◆ **WRITTEN INSTRUCTION**: Which lines in the records below contain the word "window"? Show each of them in full.

Dataset records about object locations

++++++++

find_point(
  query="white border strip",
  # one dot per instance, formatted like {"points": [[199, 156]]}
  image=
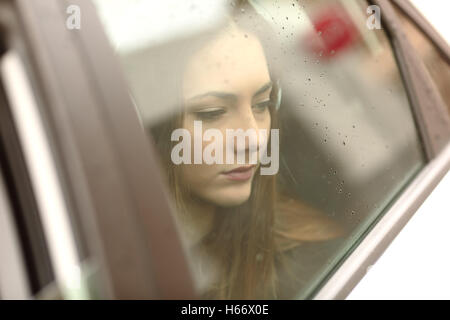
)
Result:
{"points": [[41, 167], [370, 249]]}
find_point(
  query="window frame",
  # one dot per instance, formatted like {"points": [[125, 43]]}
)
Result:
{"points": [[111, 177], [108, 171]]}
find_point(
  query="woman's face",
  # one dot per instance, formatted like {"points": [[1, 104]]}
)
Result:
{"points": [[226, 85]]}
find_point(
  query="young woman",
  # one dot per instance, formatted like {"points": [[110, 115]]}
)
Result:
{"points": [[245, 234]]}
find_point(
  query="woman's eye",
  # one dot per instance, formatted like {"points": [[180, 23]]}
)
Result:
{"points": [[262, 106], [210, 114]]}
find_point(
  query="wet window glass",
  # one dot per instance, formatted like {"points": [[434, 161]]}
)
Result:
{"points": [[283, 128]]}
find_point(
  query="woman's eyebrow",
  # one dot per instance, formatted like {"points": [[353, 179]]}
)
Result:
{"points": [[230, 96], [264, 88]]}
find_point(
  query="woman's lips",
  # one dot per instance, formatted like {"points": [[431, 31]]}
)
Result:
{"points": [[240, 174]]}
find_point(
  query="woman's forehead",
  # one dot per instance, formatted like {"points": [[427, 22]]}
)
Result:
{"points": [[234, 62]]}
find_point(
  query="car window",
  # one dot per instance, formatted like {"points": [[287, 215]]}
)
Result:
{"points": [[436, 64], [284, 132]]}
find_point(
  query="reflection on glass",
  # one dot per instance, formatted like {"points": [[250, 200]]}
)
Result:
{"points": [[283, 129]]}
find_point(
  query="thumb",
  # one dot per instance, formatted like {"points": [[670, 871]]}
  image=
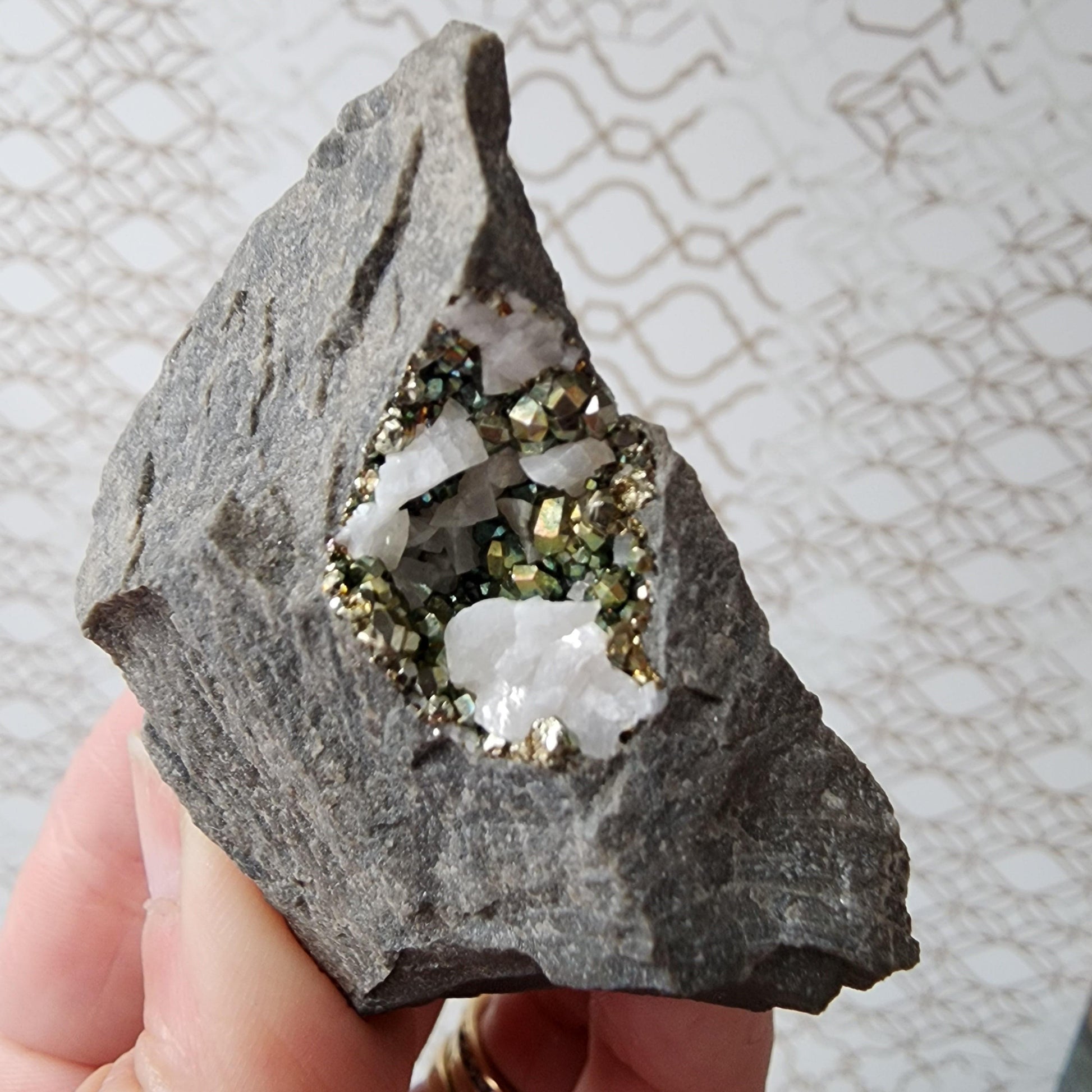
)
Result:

++++++++

◆ **FULL ANSWER**:
  query="window frame",
  query="wet window glass",
  query="car window",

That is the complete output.